■ Information supplied ■
------------
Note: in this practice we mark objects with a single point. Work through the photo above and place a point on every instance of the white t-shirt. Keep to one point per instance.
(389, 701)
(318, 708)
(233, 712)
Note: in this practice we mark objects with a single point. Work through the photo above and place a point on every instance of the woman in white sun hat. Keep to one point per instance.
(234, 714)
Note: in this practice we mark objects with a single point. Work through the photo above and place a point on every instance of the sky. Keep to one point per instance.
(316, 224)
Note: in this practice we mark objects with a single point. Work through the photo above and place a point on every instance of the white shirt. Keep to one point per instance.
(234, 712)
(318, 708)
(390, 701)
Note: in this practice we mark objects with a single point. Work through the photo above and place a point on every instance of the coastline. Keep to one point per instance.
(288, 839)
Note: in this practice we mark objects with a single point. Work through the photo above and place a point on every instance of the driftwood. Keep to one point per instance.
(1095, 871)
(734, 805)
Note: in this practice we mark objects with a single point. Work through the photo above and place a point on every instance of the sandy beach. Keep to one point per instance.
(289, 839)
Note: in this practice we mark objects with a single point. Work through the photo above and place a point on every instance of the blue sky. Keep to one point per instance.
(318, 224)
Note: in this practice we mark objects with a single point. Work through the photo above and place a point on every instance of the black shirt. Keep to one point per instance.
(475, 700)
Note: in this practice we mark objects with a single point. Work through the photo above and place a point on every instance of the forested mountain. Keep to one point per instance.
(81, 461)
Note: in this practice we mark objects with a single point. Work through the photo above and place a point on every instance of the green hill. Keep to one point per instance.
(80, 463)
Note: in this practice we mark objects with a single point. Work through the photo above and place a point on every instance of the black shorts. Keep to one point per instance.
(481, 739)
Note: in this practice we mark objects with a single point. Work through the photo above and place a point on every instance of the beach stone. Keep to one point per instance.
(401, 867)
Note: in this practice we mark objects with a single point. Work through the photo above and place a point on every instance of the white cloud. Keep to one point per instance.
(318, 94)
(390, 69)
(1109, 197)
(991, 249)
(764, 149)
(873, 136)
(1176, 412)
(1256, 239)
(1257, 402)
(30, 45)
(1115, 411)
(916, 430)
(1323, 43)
------------
■ Exercise details ■
Revise the data by changing every "practice" to "exercise", with everything else left as it stands.

■ The output ■
Note: in this exercise we mark objects with a single point. Work through the photo above and place a point on every instance of the white t-shirt. Keep to one point per instance.
(389, 701)
(318, 708)
(233, 712)
Note: in this exercise we mark objects with a single point. Work through the photo above and place a point on every instance of the woman in white sun hat. Keep to one point per instance.
(234, 714)
Note: in this exercise we mark objects with a single point. Work through the photo above and place a point on every instance of the sky. Keep to one point per instance.
(316, 224)
Note: in this exercise we mark objects with a single point. Work through the photo above and place a point on every instance of the white shirt. Keep to one point per instance.
(234, 712)
(318, 708)
(390, 701)
Note: in this exercise we mark objects with a single point. Work through the photo above and place a point on every instance of the coastline. Keep to one point per instance.
(288, 839)
Note: in this exercise we mark objects with a single point. Work through the photo above and place a point on every instance of the driftwood. Keep to one point per instance.
(1095, 871)
(734, 805)
Note: in this exercise we mark objects with a single point. Work through the photo above and place a point on every instance of the sandy beach. Keep to one point per instance.
(289, 839)
Note: in this exercise we mark objects with a single point. Work through the photo above and place a point on every instance of the blue sky. Keep to one point per instance.
(318, 224)
Note: in this exercise we mark objects with a single point. Work through the photo above and place a point on every instance of the black shirt. Keep to one point per instance.
(475, 700)
Note: in this exercise we mark objects with a single point. Work through the photo above and place a point on every instance of the forested mountain. Keep to one point per instance.
(81, 461)
Note: in this exercise we mark objects with a single point. Work through the photo above and place a point on every instance of the green hill. Keep to one point per instance.
(80, 463)
Note: in this exercise we mark objects with a single point. Work through the photo above and place a point on every instance of the black shorts. Keep to one point per instance.
(481, 739)
Note: in this exercise we mark objects with a single point. Work through the photo above and place a point on every instance of the beach stone. Keep to one point per instance.
(401, 867)
Note: in this exercise we mark objects with a single point. Work through the photo above and place a point on every instance of the white cloud. Keep to one point per instance.
(318, 94)
(390, 69)
(1109, 197)
(991, 249)
(764, 149)
(873, 136)
(1176, 412)
(1256, 239)
(1257, 402)
(30, 45)
(1115, 411)
(916, 430)
(1323, 43)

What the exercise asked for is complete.